* _Task instructions_
Having located "Target: lounge chair" in the records below, repeat exactly the line it is on and all subsequent lines, ending with the last.

* _Supplied records_
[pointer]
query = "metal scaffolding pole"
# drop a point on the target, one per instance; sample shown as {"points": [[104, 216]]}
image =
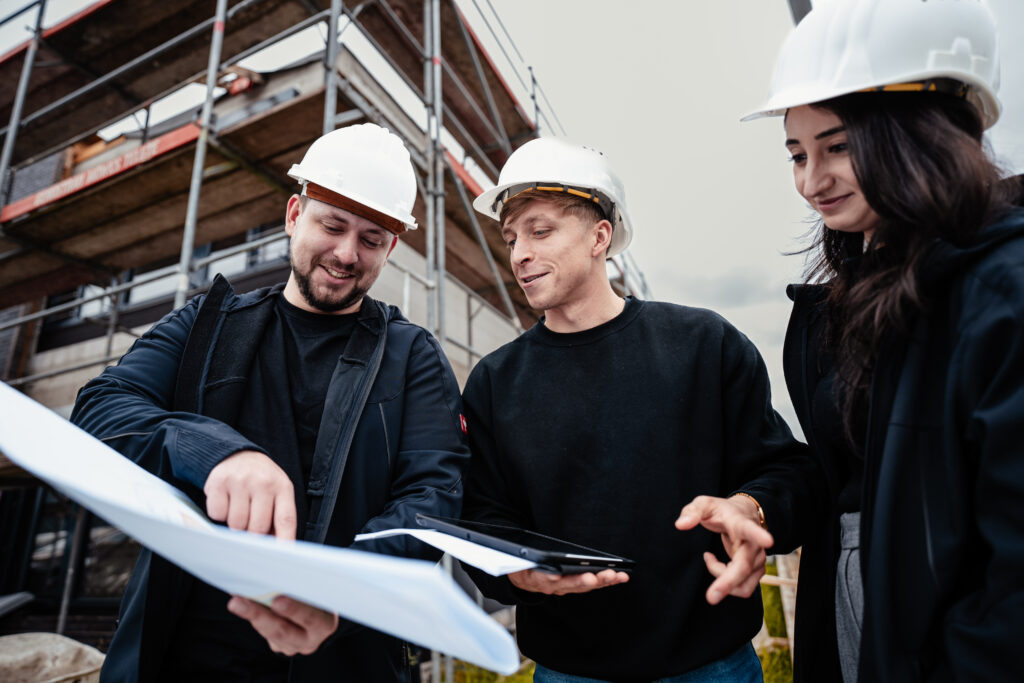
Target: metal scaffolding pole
{"points": [[331, 69], [503, 138], [15, 112], [428, 199], [499, 283], [438, 174], [188, 239]]}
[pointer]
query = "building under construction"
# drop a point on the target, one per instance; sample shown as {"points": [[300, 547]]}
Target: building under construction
{"points": [[101, 233]]}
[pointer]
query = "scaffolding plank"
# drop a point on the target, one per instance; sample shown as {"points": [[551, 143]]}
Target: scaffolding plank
{"points": [[455, 52]]}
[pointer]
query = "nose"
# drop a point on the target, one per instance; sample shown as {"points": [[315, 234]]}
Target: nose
{"points": [[346, 249], [521, 253]]}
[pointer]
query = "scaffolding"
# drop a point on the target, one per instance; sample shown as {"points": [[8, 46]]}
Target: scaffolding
{"points": [[175, 198]]}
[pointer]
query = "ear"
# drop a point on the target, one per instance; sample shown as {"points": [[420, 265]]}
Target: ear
{"points": [[292, 214], [602, 239]]}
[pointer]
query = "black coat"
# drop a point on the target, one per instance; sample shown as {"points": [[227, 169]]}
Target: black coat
{"points": [[942, 524], [393, 446]]}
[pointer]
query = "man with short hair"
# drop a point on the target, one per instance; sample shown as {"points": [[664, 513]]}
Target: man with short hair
{"points": [[306, 410], [598, 424]]}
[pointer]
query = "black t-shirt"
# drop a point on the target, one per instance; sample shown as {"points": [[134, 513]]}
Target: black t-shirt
{"points": [[282, 413]]}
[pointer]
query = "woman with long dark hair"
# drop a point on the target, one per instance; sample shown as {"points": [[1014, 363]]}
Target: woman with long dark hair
{"points": [[904, 355]]}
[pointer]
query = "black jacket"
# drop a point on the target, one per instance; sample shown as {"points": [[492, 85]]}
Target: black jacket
{"points": [[391, 445], [942, 524]]}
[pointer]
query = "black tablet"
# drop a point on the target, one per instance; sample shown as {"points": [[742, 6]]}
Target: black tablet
{"points": [[550, 554]]}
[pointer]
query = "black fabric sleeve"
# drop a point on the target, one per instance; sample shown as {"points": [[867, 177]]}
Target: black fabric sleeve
{"points": [[129, 408], [765, 461], [487, 496], [983, 629], [427, 476]]}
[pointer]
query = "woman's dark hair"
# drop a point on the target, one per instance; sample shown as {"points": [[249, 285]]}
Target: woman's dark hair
{"points": [[921, 164]]}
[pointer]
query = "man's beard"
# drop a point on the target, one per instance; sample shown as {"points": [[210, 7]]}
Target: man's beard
{"points": [[320, 303]]}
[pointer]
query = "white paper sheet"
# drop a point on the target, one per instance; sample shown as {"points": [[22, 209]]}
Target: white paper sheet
{"points": [[411, 599], [493, 561]]}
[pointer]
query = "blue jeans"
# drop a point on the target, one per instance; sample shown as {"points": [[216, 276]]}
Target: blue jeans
{"points": [[740, 667]]}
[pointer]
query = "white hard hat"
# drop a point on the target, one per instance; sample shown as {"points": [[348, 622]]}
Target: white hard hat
{"points": [[365, 169], [845, 46], [551, 164]]}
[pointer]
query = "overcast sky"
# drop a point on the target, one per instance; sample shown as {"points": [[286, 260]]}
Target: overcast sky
{"points": [[660, 89]]}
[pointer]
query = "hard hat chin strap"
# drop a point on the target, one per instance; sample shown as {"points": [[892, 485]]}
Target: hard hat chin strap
{"points": [[321, 194], [946, 85], [605, 205]]}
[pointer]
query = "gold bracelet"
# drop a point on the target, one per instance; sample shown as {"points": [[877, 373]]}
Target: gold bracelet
{"points": [[761, 512]]}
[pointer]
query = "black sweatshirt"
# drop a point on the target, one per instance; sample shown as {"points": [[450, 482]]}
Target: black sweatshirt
{"points": [[600, 437]]}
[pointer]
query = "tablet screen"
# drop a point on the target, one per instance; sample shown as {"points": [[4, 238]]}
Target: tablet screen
{"points": [[517, 537]]}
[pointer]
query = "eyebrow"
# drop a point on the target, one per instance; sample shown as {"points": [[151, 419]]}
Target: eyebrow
{"points": [[819, 136]]}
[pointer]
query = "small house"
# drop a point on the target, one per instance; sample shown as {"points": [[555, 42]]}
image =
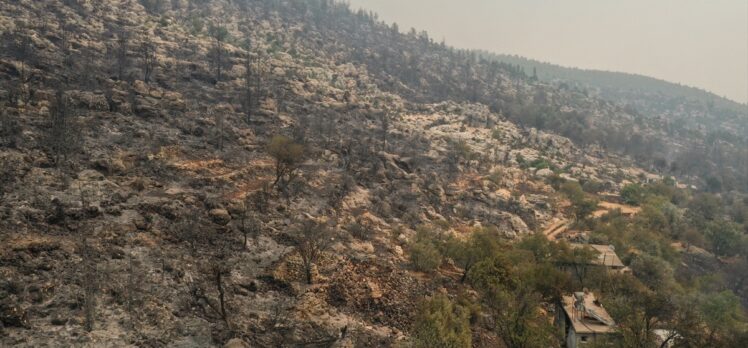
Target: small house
{"points": [[583, 321], [606, 257]]}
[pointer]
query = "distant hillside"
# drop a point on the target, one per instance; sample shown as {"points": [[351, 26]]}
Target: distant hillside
{"points": [[612, 84]]}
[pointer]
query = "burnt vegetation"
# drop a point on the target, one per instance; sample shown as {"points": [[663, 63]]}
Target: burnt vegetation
{"points": [[293, 172]]}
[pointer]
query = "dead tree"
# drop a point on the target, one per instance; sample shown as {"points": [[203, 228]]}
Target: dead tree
{"points": [[219, 119], [385, 128], [217, 54], [249, 79], [89, 275], [248, 225], [288, 157], [147, 52], [10, 128], [62, 136], [312, 239], [216, 273], [120, 52]]}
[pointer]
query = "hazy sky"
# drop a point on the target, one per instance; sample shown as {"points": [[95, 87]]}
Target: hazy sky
{"points": [[702, 43]]}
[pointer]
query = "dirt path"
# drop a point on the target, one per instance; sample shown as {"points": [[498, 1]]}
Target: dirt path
{"points": [[558, 227]]}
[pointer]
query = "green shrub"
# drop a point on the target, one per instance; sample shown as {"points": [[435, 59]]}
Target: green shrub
{"points": [[442, 323]]}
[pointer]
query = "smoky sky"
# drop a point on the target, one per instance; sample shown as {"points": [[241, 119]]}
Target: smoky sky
{"points": [[702, 43]]}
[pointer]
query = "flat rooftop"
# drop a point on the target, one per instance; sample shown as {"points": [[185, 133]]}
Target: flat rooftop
{"points": [[607, 255], [592, 319]]}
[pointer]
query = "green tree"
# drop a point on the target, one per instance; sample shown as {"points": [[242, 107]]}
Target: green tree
{"points": [[482, 244], [725, 237], [583, 205], [441, 323], [288, 156], [633, 194]]}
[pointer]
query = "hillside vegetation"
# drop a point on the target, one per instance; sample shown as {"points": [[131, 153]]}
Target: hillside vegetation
{"points": [[292, 173]]}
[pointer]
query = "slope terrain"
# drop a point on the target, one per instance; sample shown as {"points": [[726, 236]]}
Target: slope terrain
{"points": [[161, 162]]}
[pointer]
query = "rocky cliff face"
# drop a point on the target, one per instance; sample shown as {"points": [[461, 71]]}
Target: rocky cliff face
{"points": [[132, 148]]}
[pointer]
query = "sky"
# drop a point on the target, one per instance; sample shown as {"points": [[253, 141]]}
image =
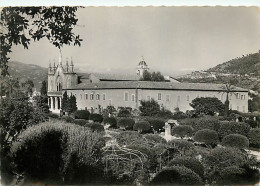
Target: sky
{"points": [[171, 39]]}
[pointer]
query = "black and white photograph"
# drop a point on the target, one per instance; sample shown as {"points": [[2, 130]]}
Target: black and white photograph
{"points": [[130, 95]]}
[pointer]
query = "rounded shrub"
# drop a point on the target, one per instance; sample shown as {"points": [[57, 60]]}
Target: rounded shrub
{"points": [[177, 175], [157, 125], [207, 136], [81, 122], [82, 114], [254, 137], [126, 123], [235, 140], [182, 131], [96, 118], [110, 121], [188, 162], [232, 127], [142, 126], [95, 127]]}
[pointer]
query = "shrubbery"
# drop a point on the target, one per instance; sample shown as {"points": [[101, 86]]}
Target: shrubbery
{"points": [[182, 131], [191, 163], [110, 121], [142, 126], [235, 140], [177, 175], [232, 127], [207, 136], [82, 114], [54, 151], [126, 123], [254, 137], [96, 118]]}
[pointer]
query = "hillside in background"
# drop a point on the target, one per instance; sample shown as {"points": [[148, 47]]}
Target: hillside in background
{"points": [[28, 72], [242, 71]]}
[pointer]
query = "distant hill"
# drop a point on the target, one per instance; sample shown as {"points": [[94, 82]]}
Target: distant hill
{"points": [[242, 72], [28, 72]]}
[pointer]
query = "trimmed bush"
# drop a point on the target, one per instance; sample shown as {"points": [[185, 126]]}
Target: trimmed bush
{"points": [[232, 127], [126, 123], [81, 122], [110, 121], [182, 131], [96, 118], [207, 136], [177, 175], [191, 163], [254, 137], [95, 127], [142, 126], [235, 140], [82, 114], [52, 151], [157, 125]]}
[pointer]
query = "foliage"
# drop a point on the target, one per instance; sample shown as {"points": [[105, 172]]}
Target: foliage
{"points": [[44, 88], [82, 114], [95, 127], [111, 121], [188, 162], [179, 175], [182, 131], [207, 106], [21, 24], [207, 136], [254, 136], [157, 124], [232, 127], [57, 150], [96, 118], [235, 140], [142, 126], [125, 123], [149, 108], [124, 112], [154, 76]]}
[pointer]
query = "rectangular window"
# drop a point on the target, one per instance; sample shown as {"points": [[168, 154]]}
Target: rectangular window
{"points": [[159, 96], [133, 97], [97, 97], [167, 97], [126, 96]]}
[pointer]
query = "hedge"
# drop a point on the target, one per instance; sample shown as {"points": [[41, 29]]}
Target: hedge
{"points": [[157, 125], [82, 114], [191, 163], [254, 137], [232, 127], [207, 136], [110, 121], [142, 126], [95, 127], [236, 140], [177, 175], [56, 150], [126, 123], [182, 131]]}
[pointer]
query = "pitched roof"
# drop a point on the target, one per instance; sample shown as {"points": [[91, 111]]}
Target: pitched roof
{"points": [[154, 85]]}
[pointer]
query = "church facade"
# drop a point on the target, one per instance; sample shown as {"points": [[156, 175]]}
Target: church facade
{"points": [[95, 92]]}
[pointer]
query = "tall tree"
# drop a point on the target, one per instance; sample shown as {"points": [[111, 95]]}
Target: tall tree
{"points": [[20, 25]]}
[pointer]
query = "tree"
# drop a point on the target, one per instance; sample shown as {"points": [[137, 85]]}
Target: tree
{"points": [[44, 88], [207, 106], [20, 25]]}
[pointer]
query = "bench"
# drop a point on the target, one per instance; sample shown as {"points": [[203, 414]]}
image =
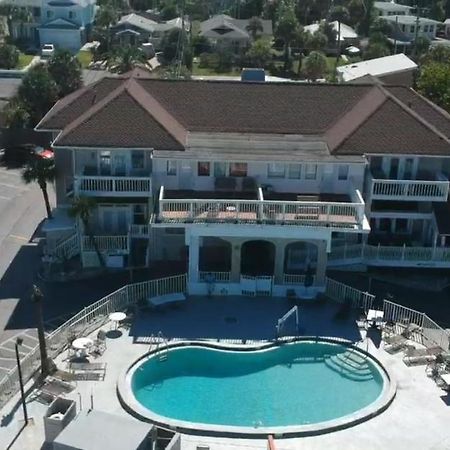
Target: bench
{"points": [[162, 300]]}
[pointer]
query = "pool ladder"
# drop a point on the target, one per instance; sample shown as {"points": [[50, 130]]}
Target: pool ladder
{"points": [[161, 343]]}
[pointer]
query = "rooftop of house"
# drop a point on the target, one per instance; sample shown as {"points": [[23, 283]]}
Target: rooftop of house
{"points": [[147, 24], [222, 24], [347, 32], [134, 110], [411, 20], [391, 6], [377, 67]]}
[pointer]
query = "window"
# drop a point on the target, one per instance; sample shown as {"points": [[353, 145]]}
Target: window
{"points": [[276, 170], [105, 163], [203, 169], [220, 169], [137, 159], [295, 171], [311, 171], [238, 169], [139, 214], [343, 172], [171, 167]]}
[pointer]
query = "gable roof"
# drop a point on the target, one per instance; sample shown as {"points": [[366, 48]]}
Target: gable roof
{"points": [[134, 110], [377, 67]]}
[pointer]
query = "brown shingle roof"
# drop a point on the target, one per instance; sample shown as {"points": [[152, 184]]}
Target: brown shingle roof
{"points": [[121, 122], [391, 129]]}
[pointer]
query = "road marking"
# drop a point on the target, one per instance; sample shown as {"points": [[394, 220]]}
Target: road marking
{"points": [[19, 238]]}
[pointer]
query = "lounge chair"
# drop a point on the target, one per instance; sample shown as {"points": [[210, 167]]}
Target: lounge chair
{"points": [[99, 344], [421, 356], [395, 343]]}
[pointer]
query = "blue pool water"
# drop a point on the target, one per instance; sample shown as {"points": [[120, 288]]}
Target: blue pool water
{"points": [[295, 384]]}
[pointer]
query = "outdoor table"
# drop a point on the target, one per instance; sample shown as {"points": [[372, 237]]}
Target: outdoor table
{"points": [[375, 316], [116, 318], [82, 345]]}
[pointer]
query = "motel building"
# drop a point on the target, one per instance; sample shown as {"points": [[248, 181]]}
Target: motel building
{"points": [[257, 187]]}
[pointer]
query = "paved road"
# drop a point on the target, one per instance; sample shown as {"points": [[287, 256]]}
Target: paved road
{"points": [[21, 211]]}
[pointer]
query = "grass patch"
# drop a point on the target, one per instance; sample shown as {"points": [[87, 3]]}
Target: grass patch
{"points": [[24, 60], [85, 58]]}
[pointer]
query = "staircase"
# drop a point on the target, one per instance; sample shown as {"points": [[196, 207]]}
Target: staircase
{"points": [[351, 365]]}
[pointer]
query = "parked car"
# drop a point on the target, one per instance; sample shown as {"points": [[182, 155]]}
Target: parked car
{"points": [[20, 154], [48, 50]]}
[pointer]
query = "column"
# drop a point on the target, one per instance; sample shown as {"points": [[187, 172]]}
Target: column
{"points": [[279, 262], [322, 260], [194, 247], [235, 276]]}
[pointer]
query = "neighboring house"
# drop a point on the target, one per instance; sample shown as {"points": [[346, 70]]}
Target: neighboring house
{"points": [[394, 69], [135, 29], [447, 28], [66, 23], [225, 31], [255, 184], [406, 28], [391, 9], [348, 35]]}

* _Solution for this exercise_
Target: lounge chair
{"points": [[99, 344], [421, 356], [395, 343]]}
[pointer]
query = "blue pool water"
# drop a point on the target, one per instance; sample shown as {"points": [[120, 288]]}
Target: blue pool water
{"points": [[295, 384]]}
[pointer]
query = "outdoor table"
# drop a point on the target, one per instance; sample shown as {"points": [[372, 237]]}
Target: outdoor table
{"points": [[375, 316], [116, 318], [82, 345]]}
[pointer]
query = "motel building"
# drop a point on the target, one per instance; sample shown as {"points": [[248, 181]]}
Target: motel building
{"points": [[257, 187]]}
[pointer]
query = "paved road"
# drop a point on the target, one per instance; sample shown as {"points": [[287, 256]]}
Target: paved road
{"points": [[21, 211]]}
[pointer]
query = "grass patch"
# drop a point on the target, one per instance; sample shown as {"points": [[87, 3]]}
Target: grass patch
{"points": [[24, 60], [85, 58]]}
[pointer]
query = "staircase"
# drop a point on the target, one per instance; sample shown as {"points": [[196, 207]]}
Target: staircase
{"points": [[351, 365]]}
[pointer]
query = "parked car"
# drop a point on the target, one per instance; sample shown as {"points": [[182, 155]]}
Target: parked car
{"points": [[20, 154], [48, 50]]}
[pointer]
query = "column"
# drop a point on the target, one per instance; sample shown as {"points": [[187, 172]]}
Target: column
{"points": [[279, 262], [322, 260], [194, 247], [235, 276]]}
[pointer]
query = "neighboring house"
# drop a point on the target, one per instance; sample shown as {"points": [[346, 70]]}
Target: neighboring house
{"points": [[394, 69], [135, 29], [447, 28], [66, 23], [225, 31], [255, 184], [406, 28], [391, 9], [348, 35]]}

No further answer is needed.